ЗАДАНИЯ ДЛЯ ВЫПОЛНЕНИЯ =>
**1.** Катастрофы каких двух американских космических челноков названы в отрывке о «цепочке подлостей»?
**2.** Воспроизведите фрагмент отрывка о «цепочке подлостей» от «Если хотя бы одного» до «операцию отменили бы.», заменив «телеграмму» на «посылку».
**3.** Продолжите отрывок о «цепочке подлостей» после его последнего предложения.

Если хотя бы одного из проявлений закона подлости в этой цепочке удалось избежать, то телеграмму доставили бы как минимум на день раньше и операцию отменили бы.
Мне кажется, такую последовательность ошибок, идущих одна за другой, следовало бы назвать «цепочкой подлостей». В это трудно поверить, но если вы хорошенько изучите обстоятельства какого-нибудь бедствия, случившегося за последние полвека (в этот период после особенно страшных катастроф начали проводить детальные расследования), будь то авария на Три-Майл-Айленд[68], взрыв на Чернобыльской АЭС или катастрофы двух американских космических челноков — «Челленджера» и «Колумбии», — то придете к выводу, что в каждом случае тоже была своя «цепочка подлостей». Ведь если хотя бы одно из событий, составляющих цепочку, не произошло, то и самой катастрофы не случилось бы.

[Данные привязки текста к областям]
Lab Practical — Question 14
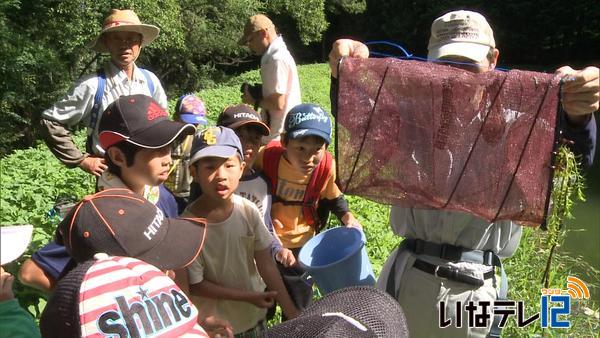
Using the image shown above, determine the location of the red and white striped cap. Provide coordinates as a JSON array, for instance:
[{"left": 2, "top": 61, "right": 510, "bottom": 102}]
[{"left": 40, "top": 254, "right": 208, "bottom": 337}]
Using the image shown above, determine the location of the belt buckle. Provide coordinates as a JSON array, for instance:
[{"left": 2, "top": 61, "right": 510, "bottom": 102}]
[{"left": 433, "top": 265, "right": 448, "bottom": 280}]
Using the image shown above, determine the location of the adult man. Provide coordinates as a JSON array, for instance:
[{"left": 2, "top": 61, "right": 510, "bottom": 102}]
[
  {"left": 41, "top": 9, "right": 167, "bottom": 176},
  {"left": 330, "top": 11, "right": 599, "bottom": 337},
  {"left": 238, "top": 14, "right": 301, "bottom": 143}
]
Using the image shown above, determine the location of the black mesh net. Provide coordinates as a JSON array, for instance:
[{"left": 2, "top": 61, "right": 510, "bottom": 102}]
[
  {"left": 264, "top": 286, "right": 408, "bottom": 338},
  {"left": 337, "top": 58, "right": 559, "bottom": 225}
]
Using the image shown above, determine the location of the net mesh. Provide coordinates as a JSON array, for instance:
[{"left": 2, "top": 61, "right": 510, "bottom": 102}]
[{"left": 336, "top": 58, "right": 559, "bottom": 225}]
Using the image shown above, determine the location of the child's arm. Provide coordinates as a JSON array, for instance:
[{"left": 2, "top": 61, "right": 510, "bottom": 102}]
[
  {"left": 254, "top": 249, "right": 299, "bottom": 319},
  {"left": 174, "top": 268, "right": 190, "bottom": 296},
  {"left": 190, "top": 280, "right": 277, "bottom": 308},
  {"left": 319, "top": 195, "right": 362, "bottom": 229},
  {"left": 269, "top": 218, "right": 296, "bottom": 268}
]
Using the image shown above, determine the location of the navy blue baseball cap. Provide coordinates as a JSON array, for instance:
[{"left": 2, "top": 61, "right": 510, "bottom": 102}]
[
  {"left": 190, "top": 127, "right": 244, "bottom": 164},
  {"left": 284, "top": 103, "right": 331, "bottom": 144}
]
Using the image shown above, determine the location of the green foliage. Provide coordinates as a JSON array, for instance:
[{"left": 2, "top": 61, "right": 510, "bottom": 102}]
[
  {"left": 502, "top": 227, "right": 600, "bottom": 338},
  {"left": 547, "top": 145, "right": 585, "bottom": 247}
]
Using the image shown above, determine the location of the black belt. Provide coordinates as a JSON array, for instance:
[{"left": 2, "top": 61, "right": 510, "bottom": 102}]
[
  {"left": 403, "top": 238, "right": 496, "bottom": 266},
  {"left": 413, "top": 259, "right": 494, "bottom": 286}
]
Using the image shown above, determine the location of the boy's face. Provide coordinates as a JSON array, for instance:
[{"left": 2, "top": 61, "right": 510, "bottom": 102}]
[
  {"left": 120, "top": 145, "right": 171, "bottom": 186},
  {"left": 285, "top": 135, "right": 326, "bottom": 175},
  {"left": 190, "top": 155, "right": 245, "bottom": 200},
  {"left": 234, "top": 124, "right": 262, "bottom": 167}
]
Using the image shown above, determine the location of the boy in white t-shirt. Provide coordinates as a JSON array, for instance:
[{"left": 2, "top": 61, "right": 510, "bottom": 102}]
[{"left": 182, "top": 127, "right": 298, "bottom": 336}]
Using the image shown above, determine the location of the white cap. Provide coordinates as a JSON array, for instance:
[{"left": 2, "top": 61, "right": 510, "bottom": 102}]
[
  {"left": 0, "top": 224, "right": 33, "bottom": 265},
  {"left": 427, "top": 11, "right": 496, "bottom": 62}
]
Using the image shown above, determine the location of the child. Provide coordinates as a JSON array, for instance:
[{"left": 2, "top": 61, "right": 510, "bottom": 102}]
[
  {"left": 165, "top": 94, "right": 208, "bottom": 213},
  {"left": 0, "top": 225, "right": 40, "bottom": 338},
  {"left": 19, "top": 95, "right": 195, "bottom": 292},
  {"left": 40, "top": 253, "right": 209, "bottom": 338},
  {"left": 256, "top": 104, "right": 360, "bottom": 309},
  {"left": 183, "top": 127, "right": 297, "bottom": 336},
  {"left": 217, "top": 104, "right": 295, "bottom": 266}
]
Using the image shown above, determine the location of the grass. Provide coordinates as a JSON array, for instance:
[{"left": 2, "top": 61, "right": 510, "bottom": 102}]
[{"left": 0, "top": 64, "right": 600, "bottom": 337}]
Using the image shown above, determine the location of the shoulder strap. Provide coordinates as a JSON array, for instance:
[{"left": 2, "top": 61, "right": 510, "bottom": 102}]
[
  {"left": 302, "top": 151, "right": 333, "bottom": 231},
  {"left": 89, "top": 69, "right": 106, "bottom": 130},
  {"left": 263, "top": 145, "right": 285, "bottom": 200},
  {"left": 138, "top": 67, "right": 155, "bottom": 97}
]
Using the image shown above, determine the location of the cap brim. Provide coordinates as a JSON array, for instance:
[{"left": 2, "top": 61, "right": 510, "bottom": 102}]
[
  {"left": 427, "top": 42, "right": 491, "bottom": 62},
  {"left": 190, "top": 146, "right": 243, "bottom": 164},
  {"left": 287, "top": 129, "right": 331, "bottom": 144},
  {"left": 136, "top": 218, "right": 206, "bottom": 270},
  {"left": 223, "top": 121, "right": 271, "bottom": 136},
  {"left": 0, "top": 224, "right": 33, "bottom": 265},
  {"left": 126, "top": 119, "right": 196, "bottom": 149},
  {"left": 88, "top": 24, "right": 160, "bottom": 53},
  {"left": 264, "top": 313, "right": 377, "bottom": 338},
  {"left": 179, "top": 114, "right": 208, "bottom": 124}
]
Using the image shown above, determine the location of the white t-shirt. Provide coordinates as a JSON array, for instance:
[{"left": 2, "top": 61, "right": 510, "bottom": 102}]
[
  {"left": 260, "top": 36, "right": 302, "bottom": 143},
  {"left": 235, "top": 172, "right": 272, "bottom": 229},
  {"left": 182, "top": 195, "right": 272, "bottom": 334},
  {"left": 42, "top": 61, "right": 168, "bottom": 155}
]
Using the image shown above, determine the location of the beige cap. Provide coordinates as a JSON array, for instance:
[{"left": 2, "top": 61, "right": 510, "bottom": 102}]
[
  {"left": 427, "top": 11, "right": 496, "bottom": 62},
  {"left": 88, "top": 9, "right": 160, "bottom": 53},
  {"left": 238, "top": 14, "right": 275, "bottom": 45}
]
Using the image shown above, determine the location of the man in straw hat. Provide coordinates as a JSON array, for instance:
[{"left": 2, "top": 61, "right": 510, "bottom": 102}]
[
  {"left": 329, "top": 10, "right": 599, "bottom": 337},
  {"left": 238, "top": 14, "right": 302, "bottom": 143},
  {"left": 41, "top": 9, "right": 167, "bottom": 176}
]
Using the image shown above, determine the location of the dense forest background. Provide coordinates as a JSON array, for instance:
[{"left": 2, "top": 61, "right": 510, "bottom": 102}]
[{"left": 0, "top": 0, "right": 600, "bottom": 157}]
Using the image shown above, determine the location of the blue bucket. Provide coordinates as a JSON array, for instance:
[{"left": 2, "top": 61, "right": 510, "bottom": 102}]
[{"left": 298, "top": 227, "right": 375, "bottom": 294}]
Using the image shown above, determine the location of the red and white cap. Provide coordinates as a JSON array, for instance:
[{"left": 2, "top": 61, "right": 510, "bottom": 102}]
[{"left": 40, "top": 254, "right": 208, "bottom": 338}]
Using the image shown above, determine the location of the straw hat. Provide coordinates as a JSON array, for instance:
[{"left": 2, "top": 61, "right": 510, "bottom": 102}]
[{"left": 88, "top": 9, "right": 160, "bottom": 53}]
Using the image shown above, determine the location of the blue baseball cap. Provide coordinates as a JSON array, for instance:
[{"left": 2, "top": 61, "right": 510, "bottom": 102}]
[
  {"left": 190, "top": 127, "right": 244, "bottom": 164},
  {"left": 284, "top": 103, "right": 331, "bottom": 144},
  {"left": 175, "top": 94, "right": 208, "bottom": 125}
]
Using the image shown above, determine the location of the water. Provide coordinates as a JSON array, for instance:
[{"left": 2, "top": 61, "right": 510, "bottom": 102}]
[{"left": 562, "top": 144, "right": 600, "bottom": 301}]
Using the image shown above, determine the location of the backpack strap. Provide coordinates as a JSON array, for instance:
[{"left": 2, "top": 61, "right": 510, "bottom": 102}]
[
  {"left": 89, "top": 69, "right": 106, "bottom": 130},
  {"left": 302, "top": 151, "right": 333, "bottom": 232},
  {"left": 263, "top": 142, "right": 285, "bottom": 197},
  {"left": 138, "top": 67, "right": 156, "bottom": 97}
]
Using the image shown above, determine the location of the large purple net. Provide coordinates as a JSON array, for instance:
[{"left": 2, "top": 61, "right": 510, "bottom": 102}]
[{"left": 337, "top": 58, "right": 559, "bottom": 225}]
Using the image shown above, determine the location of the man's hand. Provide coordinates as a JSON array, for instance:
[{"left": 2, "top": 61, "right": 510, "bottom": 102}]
[
  {"left": 247, "top": 291, "right": 277, "bottom": 308},
  {"left": 275, "top": 248, "right": 296, "bottom": 268},
  {"left": 329, "top": 39, "right": 369, "bottom": 78},
  {"left": 0, "top": 267, "right": 15, "bottom": 302},
  {"left": 200, "top": 316, "right": 233, "bottom": 338},
  {"left": 79, "top": 156, "right": 108, "bottom": 177},
  {"left": 241, "top": 85, "right": 256, "bottom": 106},
  {"left": 556, "top": 66, "right": 600, "bottom": 124},
  {"left": 342, "top": 212, "right": 362, "bottom": 230}
]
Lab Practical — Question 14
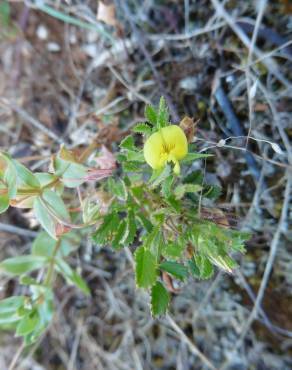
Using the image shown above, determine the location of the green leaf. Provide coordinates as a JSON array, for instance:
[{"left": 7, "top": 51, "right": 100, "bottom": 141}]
[
  {"left": 16, "top": 310, "right": 40, "bottom": 337},
  {"left": 191, "top": 254, "right": 214, "bottom": 279},
  {"left": 149, "top": 165, "right": 171, "bottom": 189},
  {"left": 161, "top": 174, "right": 174, "bottom": 198},
  {"left": 33, "top": 197, "right": 57, "bottom": 239},
  {"left": 123, "top": 162, "right": 142, "bottom": 172},
  {"left": 208, "top": 254, "right": 238, "bottom": 274},
  {"left": 135, "top": 247, "right": 157, "bottom": 288},
  {"left": 92, "top": 213, "right": 120, "bottom": 245},
  {"left": 127, "top": 150, "right": 145, "bottom": 162},
  {"left": 121, "top": 211, "right": 137, "bottom": 246},
  {"left": 0, "top": 1, "right": 10, "bottom": 27},
  {"left": 182, "top": 153, "right": 213, "bottom": 163},
  {"left": 119, "top": 135, "right": 137, "bottom": 151},
  {"left": 112, "top": 220, "right": 128, "bottom": 249},
  {"left": 145, "top": 105, "right": 157, "bottom": 126},
  {"left": 34, "top": 172, "right": 57, "bottom": 187},
  {"left": 203, "top": 185, "right": 222, "bottom": 200},
  {"left": 107, "top": 177, "right": 128, "bottom": 201},
  {"left": 151, "top": 281, "right": 170, "bottom": 316},
  {"left": 174, "top": 184, "right": 202, "bottom": 199},
  {"left": 0, "top": 191, "right": 9, "bottom": 214},
  {"left": 0, "top": 255, "right": 47, "bottom": 275},
  {"left": 4, "top": 157, "right": 17, "bottom": 199},
  {"left": 56, "top": 258, "right": 90, "bottom": 295},
  {"left": 0, "top": 296, "right": 25, "bottom": 315},
  {"left": 162, "top": 241, "right": 185, "bottom": 259},
  {"left": 157, "top": 96, "right": 169, "bottom": 129},
  {"left": 136, "top": 212, "right": 153, "bottom": 233},
  {"left": 132, "top": 122, "right": 152, "bottom": 134},
  {"left": 159, "top": 261, "right": 188, "bottom": 280},
  {"left": 12, "top": 159, "right": 40, "bottom": 188}
]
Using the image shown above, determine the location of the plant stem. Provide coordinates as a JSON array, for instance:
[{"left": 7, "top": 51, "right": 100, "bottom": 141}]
[{"left": 44, "top": 238, "right": 61, "bottom": 286}]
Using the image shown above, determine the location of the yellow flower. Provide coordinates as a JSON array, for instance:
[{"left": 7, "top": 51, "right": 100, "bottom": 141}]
[{"left": 144, "top": 125, "right": 188, "bottom": 175}]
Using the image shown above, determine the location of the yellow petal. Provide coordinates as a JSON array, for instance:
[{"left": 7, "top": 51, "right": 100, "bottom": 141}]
[{"left": 144, "top": 125, "right": 188, "bottom": 172}]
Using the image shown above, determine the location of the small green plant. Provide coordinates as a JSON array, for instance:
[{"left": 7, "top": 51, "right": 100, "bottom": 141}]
[{"left": 0, "top": 98, "right": 248, "bottom": 344}]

ВЫПОЛНЕННЫЕ ЗАДАНИЯ =>
**1.** Катастрофы «Челленджера» и «Колумбии».

**2.**
Если хотя бы одного из проявлений закона подлости в этой цепочке удалось избежать, то посылку доставили бы как минимум на день раньше и операцию отменили бы.

**3.**
Самые первые телефоны, появившиеся в продаже в 1877 году, состояли из деревянного ящичка с отверстием, в которое была вставлена мембрана. Она вибрировала под действием электрического тока, возбужденного голосом абонента, который находился на другом конце провода. Чтобы услышать этот голос, нужно было прижать ухо к отверстию, а для ответа требовалось повернуть голову и говорить в то же отверстие. Причем чтобы пользоваться этим новым изобретением, от говорящего требовался не просто громкий, а оглушительный голос. Как писал в те времена один очевидец: «Владельцы телефонов держали в руках аппарат как бомбу с часовым механизмом… и кричали в отверстие на пределе возможностей легких, так что в шести или даже в десяти кварталах (если ветер дул в правильном направлении) их было слышно и без всякого телефона».
Поначалу телефоны продавались парами, чтобы соединить две определенных точки — например, чей-то рабочий кабинет с домом. Но вскоре стало очевидно, что новое изобретение принесет больше пользы, а также больше прибыли производителям, если удастся соединить аппараты в общую многопользовательскую систему, — тогда любой владелец аппарата мог бы поговорить с любым своим собратом. Однако этим примитивным, хотя и эффективным устройствам не хватало одного важного качества, без которого сейчас невозможно представить ни одну телефонную сеть, — у них отсутствовал механизм оповещения о том, что вам звонят.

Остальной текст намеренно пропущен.